* LATIHAN SINGKAT 1 *
Kembalikan bagian kutipan puisi di bawah ini, mulai dari "Cobalah genggam jemari" sampai ke "kabar pada tanahmu?", tanpa mengubah satu kata pun.
* LATIHAN SINGKAT 2 *
Menurut kutipan puisi di bawah ini, pada hari dan tanggal berapa puisi berjudul "Tanya Kabar" dimuat?
* LATIHAN SINGKAT 3 *
Lanjutkan kutipan puisi di bawah ini. Mulailah tepat setelah baris terakhirnya.

* KUTIPAN SUMBER *
+ + + + + + +
Minggu, 11 Juni 2017

Sayang, selamat hari penyu dan kurakura sedunia..

sayang, mari kita lihat wajah kita yang telanjang.. lalu basahi jerawat yang matang maupun setengah matang.. supaya kita tahu bahwa meski menarik, wajah kita juga punya jerawat.. sayang, mari kita saling menatap.. supaya kita tahu sejauh mana kita mampu menyelam di kedalaman mata kita sendiri.. sayang, mari kita saling menghirup aroma asli tubuh kita.. supaya kita tak lagi salah mengenali wangi dan busuk.. sayang, apakah kau tega membunuhku lagi dan lagi? 21 tahun : kita berbagi.. dan aku tersesat ketika salah menerka malam sebagai pagi.. dan saat itulah kau menikamku dengan pandai : aku justeru menikmati.. sayang, kau akan mati, aku akan mati.. kita akan berhenti mencintai.. dan kau tak lagi membunuhku.. dan aku tak lagi menikmati.. ...bagaimana jika kita berjanji : mulai sekarang kita akan bertemu setahun sekali dalam ritual saling memahami.. supaya kita tak lagi salah posisi : kau pembunuh dan aku.. penipu. 1996-2017

Minggu, 05 Februari 2017

Tanya Kabar


Cobalah genggam jemari alam
Lembut hangat tentram
Cobalah cium udara pagi
Bau basah yang kau sukai
Simak cerita kelana angin di antara reranting dan dedaunan
Dan kanvasmu biru di awan
Cobalah peluk kabut yang enggan menuju pergi
Saat kelabu di langitmu minta ditemani
Bukan, bukan dengan sebait puisi dan kopi
Dengar lagu hujan dan muaranya
Rindukah kau pada suara
Kelakar capung, kupukupu, dan lebah
Adakah wangi lembut nafas kotamu
Dan sudahkah kau tanya kabar pada tanahmu?
+ + + + + + +
Catatan dataset segmentasi
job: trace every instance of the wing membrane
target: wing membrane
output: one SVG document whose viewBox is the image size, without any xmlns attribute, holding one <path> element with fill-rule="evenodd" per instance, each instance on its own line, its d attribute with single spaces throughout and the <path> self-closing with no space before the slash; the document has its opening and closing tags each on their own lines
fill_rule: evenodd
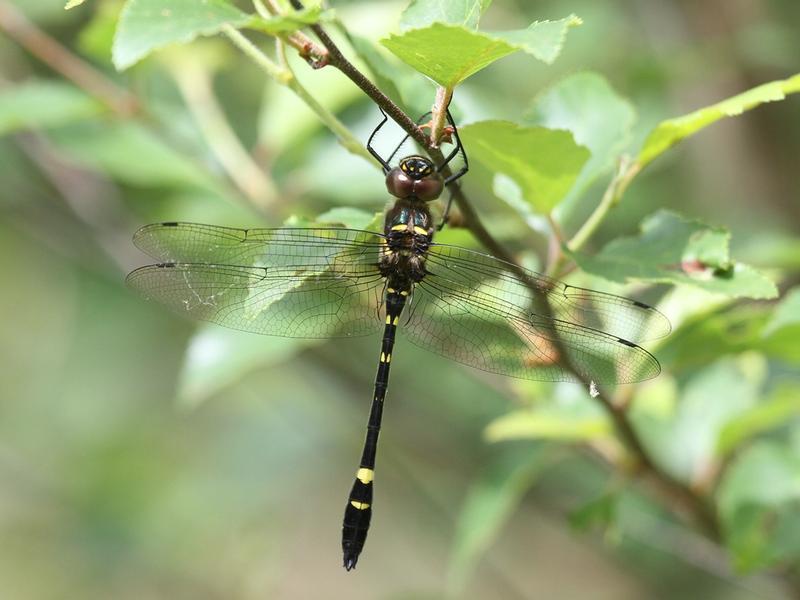
<svg viewBox="0 0 800 600">
<path fill-rule="evenodd" d="M 137 246 L 169 262 L 128 284 L 191 318 L 301 338 L 365 335 L 379 326 L 380 237 L 350 229 L 243 230 L 151 225 Z"/>
<path fill-rule="evenodd" d="M 657 339 L 670 331 L 669 320 L 651 306 L 568 285 L 466 248 L 434 244 L 428 253 L 428 265 L 431 272 L 438 267 L 446 269 L 448 279 L 466 289 L 483 284 L 518 307 L 514 314 L 523 321 L 532 315 L 547 315 L 630 342 Z M 531 288 L 542 296 L 537 297 Z M 542 297 L 547 299 L 548 309 L 542 306 Z"/>
<path fill-rule="evenodd" d="M 473 254 L 478 253 L 447 246 L 429 254 L 429 273 L 416 286 L 408 322 L 401 328 L 414 344 L 522 379 L 629 383 L 660 372 L 658 361 L 632 342 L 537 312 L 535 295 L 520 279 L 491 266 L 496 259 L 479 255 L 487 259 L 479 262 Z M 550 294 L 558 288 L 550 282 L 564 284 L 541 282 L 549 284 L 542 294 L 556 303 Z M 580 309 L 563 300 L 557 310 Z"/>
</svg>

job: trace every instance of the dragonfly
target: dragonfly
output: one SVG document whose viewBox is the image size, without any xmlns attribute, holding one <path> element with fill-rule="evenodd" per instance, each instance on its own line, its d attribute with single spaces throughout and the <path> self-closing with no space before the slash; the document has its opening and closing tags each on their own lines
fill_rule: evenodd
<svg viewBox="0 0 800 600">
<path fill-rule="evenodd" d="M 441 164 L 410 154 L 392 166 L 405 138 L 384 159 L 373 139 L 386 120 L 384 114 L 367 141 L 393 197 L 382 232 L 151 224 L 134 235 L 134 243 L 158 262 L 127 277 L 148 299 L 233 329 L 295 338 L 383 330 L 366 439 L 342 524 L 348 571 L 358 562 L 372 517 L 398 330 L 413 344 L 491 373 L 597 384 L 658 375 L 658 361 L 639 343 L 670 330 L 666 317 L 642 302 L 434 242 L 430 204 L 468 170 L 458 130 L 448 111 L 454 148 Z M 463 164 L 450 172 L 456 156 Z M 448 211 L 449 205 L 442 222 Z"/>
</svg>

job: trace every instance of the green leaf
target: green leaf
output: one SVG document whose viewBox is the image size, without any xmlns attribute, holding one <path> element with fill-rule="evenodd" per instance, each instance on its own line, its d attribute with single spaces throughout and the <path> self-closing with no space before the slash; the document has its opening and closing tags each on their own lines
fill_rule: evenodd
<svg viewBox="0 0 800 600">
<path fill-rule="evenodd" d="M 696 293 L 707 297 L 705 292 Z M 721 356 L 761 349 L 768 310 L 766 304 L 742 304 L 699 311 L 664 340 L 658 358 L 671 371 L 680 372 L 699 369 Z"/>
<path fill-rule="evenodd" d="M 0 90 L 0 135 L 94 117 L 103 106 L 60 81 L 32 80 Z"/>
<path fill-rule="evenodd" d="M 112 60 L 122 71 L 153 50 L 242 27 L 253 17 L 225 0 L 128 0 L 114 36 Z"/>
<path fill-rule="evenodd" d="M 772 357 L 800 362 L 800 287 L 787 292 L 764 327 L 759 347 Z"/>
<path fill-rule="evenodd" d="M 73 159 L 130 185 L 198 185 L 216 189 L 207 170 L 134 122 L 76 127 L 53 133 Z"/>
<path fill-rule="evenodd" d="M 521 410 L 492 421 L 486 428 L 486 439 L 585 442 L 607 437 L 610 431 L 608 420 L 602 416 L 575 419 L 546 409 Z"/>
<path fill-rule="evenodd" d="M 634 405 L 634 423 L 660 464 L 695 481 L 717 463 L 723 428 L 758 405 L 766 371 L 755 354 L 720 359 L 686 381 L 674 414 L 643 414 Z"/>
<path fill-rule="evenodd" d="M 536 97 L 527 121 L 549 129 L 566 129 L 591 152 L 591 158 L 564 199 L 570 205 L 594 181 L 611 171 L 630 143 L 636 112 L 597 73 L 576 73 Z"/>
<path fill-rule="evenodd" d="M 574 510 L 569 515 L 569 523 L 578 531 L 589 531 L 600 527 L 611 533 L 617 520 L 619 497 L 615 493 L 606 493 Z"/>
<path fill-rule="evenodd" d="M 692 285 L 734 298 L 774 298 L 775 284 L 732 261 L 730 233 L 669 211 L 648 217 L 636 237 L 618 238 L 596 256 L 571 253 L 584 271 L 610 281 Z"/>
<path fill-rule="evenodd" d="M 360 208 L 339 206 L 319 215 L 314 221 L 321 225 L 343 225 L 367 231 L 383 230 L 383 213 L 372 213 Z"/>
<path fill-rule="evenodd" d="M 783 100 L 800 91 L 800 74 L 782 81 L 765 83 L 722 102 L 706 106 L 682 117 L 659 123 L 644 142 L 639 164 L 644 167 L 684 138 L 725 117 L 735 117 L 765 102 Z"/>
<path fill-rule="evenodd" d="M 572 15 L 560 21 L 539 21 L 528 29 L 497 33 L 434 23 L 391 35 L 381 43 L 406 64 L 452 89 L 494 61 L 519 50 L 552 63 L 561 52 L 567 29 L 580 22 Z"/>
<path fill-rule="evenodd" d="M 280 364 L 311 344 L 296 338 L 264 337 L 204 325 L 192 337 L 178 381 L 178 402 L 196 407 L 245 375 Z"/>
<path fill-rule="evenodd" d="M 492 0 L 411 0 L 400 17 L 400 30 L 418 29 L 434 22 L 477 29 L 491 3 Z"/>
<path fill-rule="evenodd" d="M 790 423 L 800 415 L 800 387 L 778 389 L 771 397 L 729 421 L 720 431 L 717 452 L 725 455 L 745 440 Z"/>
<path fill-rule="evenodd" d="M 121 2 L 102 2 L 94 10 L 88 25 L 78 35 L 78 48 L 82 54 L 105 64 L 111 55 L 114 32 L 122 11 Z"/>
<path fill-rule="evenodd" d="M 800 457 L 789 448 L 760 442 L 736 459 L 720 484 L 719 507 L 737 569 L 797 559 L 798 501 Z"/>
<path fill-rule="evenodd" d="M 523 494 L 552 461 L 547 447 L 515 445 L 504 449 L 472 484 L 456 524 L 447 576 L 452 593 L 460 595 L 476 563 L 497 539 Z"/>
<path fill-rule="evenodd" d="M 459 134 L 470 158 L 513 179 L 540 213 L 548 213 L 563 199 L 589 159 L 589 151 L 568 131 L 482 121 L 461 128 Z"/>
</svg>

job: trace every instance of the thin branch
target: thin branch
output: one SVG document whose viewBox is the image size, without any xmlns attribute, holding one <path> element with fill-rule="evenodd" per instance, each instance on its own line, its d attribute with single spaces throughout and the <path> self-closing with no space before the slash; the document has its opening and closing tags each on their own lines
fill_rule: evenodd
<svg viewBox="0 0 800 600">
<path fill-rule="evenodd" d="M 231 129 L 214 95 L 209 72 L 192 61 L 169 67 L 203 137 L 236 187 L 259 209 L 266 211 L 274 206 L 278 196 L 275 184 Z"/>
<path fill-rule="evenodd" d="M 303 3 L 299 0 L 290 0 L 292 6 L 297 10 L 303 10 Z M 353 64 L 345 58 L 339 47 L 328 36 L 325 30 L 320 25 L 311 25 L 311 30 L 325 46 L 328 51 L 328 64 L 339 69 L 344 73 L 353 83 L 355 83 L 361 90 L 372 100 L 380 106 L 386 114 L 388 114 L 394 121 L 408 133 L 411 138 L 424 148 L 430 148 L 430 138 L 425 135 L 411 117 L 409 117 L 403 110 L 397 106 L 392 100 L 380 91 L 374 83 L 372 83 L 366 76 L 359 71 Z"/>
<path fill-rule="evenodd" d="M 568 247 L 570 250 L 580 250 L 584 244 L 586 244 L 600 224 L 605 220 L 608 212 L 619 203 L 622 194 L 628 189 L 631 180 L 639 171 L 639 163 L 632 161 L 627 156 L 622 156 L 614 177 L 603 193 L 600 204 L 597 205 L 597 208 L 594 209 L 583 226 L 569 241 Z"/>
<path fill-rule="evenodd" d="M 435 146 L 438 146 L 441 141 L 444 127 L 447 124 L 447 107 L 450 106 L 452 99 L 452 88 L 441 86 L 436 88 L 436 100 L 431 110 L 431 143 Z"/>
<path fill-rule="evenodd" d="M 358 141 L 350 130 L 336 118 L 332 112 L 322 106 L 311 93 L 297 81 L 294 73 L 289 68 L 281 67 L 272 62 L 266 54 L 261 52 L 255 44 L 241 34 L 237 29 L 230 25 L 224 25 L 222 31 L 228 38 L 250 59 L 253 60 L 261 69 L 281 85 L 285 85 L 292 90 L 306 105 L 313 110 L 317 117 L 339 138 L 339 143 L 349 152 L 361 156 L 373 162 L 372 156 L 366 151 L 364 146 Z"/>
<path fill-rule="evenodd" d="M 5 0 L 0 0 L 0 29 L 51 69 L 97 98 L 116 114 L 130 116 L 138 110 L 139 102 L 133 94 L 117 86 L 103 73 L 78 58 Z"/>
</svg>

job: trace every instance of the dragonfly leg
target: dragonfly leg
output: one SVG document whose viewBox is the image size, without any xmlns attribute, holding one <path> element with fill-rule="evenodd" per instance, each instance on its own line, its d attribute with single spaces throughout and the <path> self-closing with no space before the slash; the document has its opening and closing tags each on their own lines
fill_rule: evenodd
<svg viewBox="0 0 800 600">
<path fill-rule="evenodd" d="M 375 160 L 381 163 L 381 167 L 383 168 L 383 173 L 385 175 L 389 173 L 389 171 L 391 171 L 392 168 L 389 166 L 389 162 L 383 160 L 383 157 L 380 154 L 378 154 L 378 151 L 372 147 L 372 140 L 375 139 L 375 136 L 377 135 L 378 131 L 380 131 L 381 127 L 383 127 L 386 124 L 386 121 L 389 120 L 389 115 L 387 115 L 380 106 L 378 107 L 378 109 L 381 111 L 381 114 L 383 115 L 383 120 L 380 123 L 378 123 L 378 126 L 375 127 L 375 129 L 372 130 L 372 133 L 370 134 L 369 139 L 367 140 L 367 150 L 369 151 L 370 154 L 372 154 L 372 156 L 375 157 Z"/>
</svg>

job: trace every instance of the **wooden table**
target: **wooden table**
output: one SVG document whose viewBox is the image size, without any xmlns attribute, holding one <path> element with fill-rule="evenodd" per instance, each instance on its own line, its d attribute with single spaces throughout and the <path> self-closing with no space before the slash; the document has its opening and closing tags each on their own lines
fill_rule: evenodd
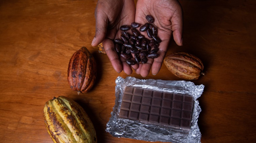
<svg viewBox="0 0 256 143">
<path fill-rule="evenodd" d="M 53 96 L 78 102 L 95 126 L 99 143 L 147 142 L 113 137 L 105 131 L 115 103 L 118 76 L 106 55 L 91 46 L 95 33 L 95 0 L 0 2 L 0 138 L 1 142 L 52 142 L 43 109 Z M 172 40 L 167 55 L 194 54 L 205 75 L 191 81 L 205 86 L 199 100 L 202 142 L 256 140 L 255 1 L 180 0 L 183 46 Z M 86 47 L 97 62 L 92 90 L 78 95 L 67 81 L 72 54 Z M 182 80 L 164 64 L 141 79 Z"/>
</svg>

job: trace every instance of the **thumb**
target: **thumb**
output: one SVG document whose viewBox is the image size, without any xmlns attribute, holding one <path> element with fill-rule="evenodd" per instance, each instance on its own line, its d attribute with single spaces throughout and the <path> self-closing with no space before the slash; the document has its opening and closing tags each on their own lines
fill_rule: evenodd
<svg viewBox="0 0 256 143">
<path fill-rule="evenodd" d="M 92 46 L 96 46 L 102 42 L 106 37 L 108 26 L 107 16 L 97 12 L 95 13 L 96 26 L 95 35 L 92 42 Z"/>
</svg>

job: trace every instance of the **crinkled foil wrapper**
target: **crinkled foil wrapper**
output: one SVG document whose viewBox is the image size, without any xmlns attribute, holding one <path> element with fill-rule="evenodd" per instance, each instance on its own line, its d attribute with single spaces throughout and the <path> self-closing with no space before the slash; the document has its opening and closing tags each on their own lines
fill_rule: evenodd
<svg viewBox="0 0 256 143">
<path fill-rule="evenodd" d="M 116 79 L 116 83 L 115 103 L 106 129 L 106 132 L 113 136 L 152 142 L 201 142 L 201 134 L 197 122 L 201 109 L 197 99 L 203 93 L 204 85 L 195 85 L 192 82 L 184 81 L 141 80 L 131 77 L 127 77 L 124 79 L 120 76 Z M 118 114 L 126 86 L 133 86 L 161 92 L 186 94 L 193 96 L 194 104 L 190 130 L 188 132 L 185 132 L 119 118 Z"/>
</svg>

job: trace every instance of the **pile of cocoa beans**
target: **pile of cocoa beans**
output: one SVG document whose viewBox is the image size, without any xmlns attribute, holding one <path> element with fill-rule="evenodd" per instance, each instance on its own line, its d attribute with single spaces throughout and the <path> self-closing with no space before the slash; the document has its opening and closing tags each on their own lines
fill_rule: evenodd
<svg viewBox="0 0 256 143">
<path fill-rule="evenodd" d="M 120 27 L 122 31 L 120 39 L 115 40 L 115 48 L 120 56 L 126 60 L 130 65 L 147 63 L 147 58 L 156 58 L 161 40 L 157 36 L 158 29 L 152 23 L 154 20 L 150 15 L 146 16 L 148 23 L 140 27 L 139 24 L 133 23 L 130 25 L 123 25 Z M 139 28 L 138 30 L 137 28 Z M 130 30 L 132 34 L 128 32 Z M 147 33 L 148 39 L 140 32 Z M 133 59 L 132 54 L 134 55 Z"/>
</svg>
+ + + + + + +
* HASIL LATIHAN 1 *
Cobalah genggam jemari alam
Lembut hangat tentram
Cobalah cium udara pagi
Bau basah yang kau sukai
Simak cerita kelana angin di antara reranting dan dedaunan
Dan kanvasmu biru di awan
Cobalah peluk kabut yang enggan menuju pergi
Saat kelabu di langitmu minta ditemani
Bukan, bukan dengan sebait puisi dan kopi
Dengar lagu hujan dan muaranya
Rindukah kau pada suara
Kelakar capung, kupukupu, dan lebah
Adakah wangi lembut nafas kotamu
Dan sudahkah kau tanya kabar pada tanahmu?

* HASIL LATIHAN 2 *
Minggu, 05 Februari 2017.

* HASIL LATIHAN 3 *
dongeng hujan dan kemarau

lalu hujan berkata pada kemarau, "ini waktuku, tidakkah kau puas membakar mereka hidup hidup selama itu?"
 kemarau bersiul. "aku iri padamu. kau dinantikan para petani itu. desa desa menyambutmu dengan bahagia. biarkan aku. kalau kalau aku bisa sampai pada hati mereka, boleh kau tendang aku jauh jauh."
mata hujan nanar menatap kemarau. hujan mulai ingat betapa ia dipuja warga desa dan dibenci warga kota yang penuh sampah. sejenak ia melamun dan berikutnya adalah kebisuan yang menjeda. kemarau tetap di sana, menutup telinga dan mata rapat rapat pada pinta lirih petani yang terlanjur menanam bibit baru.
"ketahuilah, kemarau, saudaraku ... aku jua jadi sumber kebencian. kadang aku terlalu bahagia, hingga meluapkan sungai sungai, menenggelamkan sawah sawah dan pemukiman. janganlah kau simpan irimu itu. kebahagiaan kita adalah berkah bagi manusia, selama tidak berlebihan." ada getar pada suara hujan. penyesalan menusuk nusuk jantungnya. ia teringat kala ia mengacaukan petani padi, meresahkan kaum ibu yang menanti turunnya harga beras. tapi, perlahan senyumnya merekah manis manis, bayangan petani yang terharu menyambutnya. kemarau mengangkat wajahnya, di matanya tercipta bayangan hujan di hadapannya. kening kemarau berkerut kerut, lalu sehembus nafas panjang dilepasnya.
 "hujan, aku mengingat wajah wajah lesu para manusia itu, menanti kepergianku dan kedatanganmu. karenaku harga bawang merah berlipat hingga empat kali harga saat kau di sana. aku tak pantas iri padamu, yang jua membawa bencana. sepantasnya aku bahagia. tapi, tidak dengan cara ini."
hujan merintik pelan pelan. "terima kasih, saudaraku. tidak semua manusia manusia berbuat kerusakan. layaknya kita yang tidak selalu menebar kebahagiaan."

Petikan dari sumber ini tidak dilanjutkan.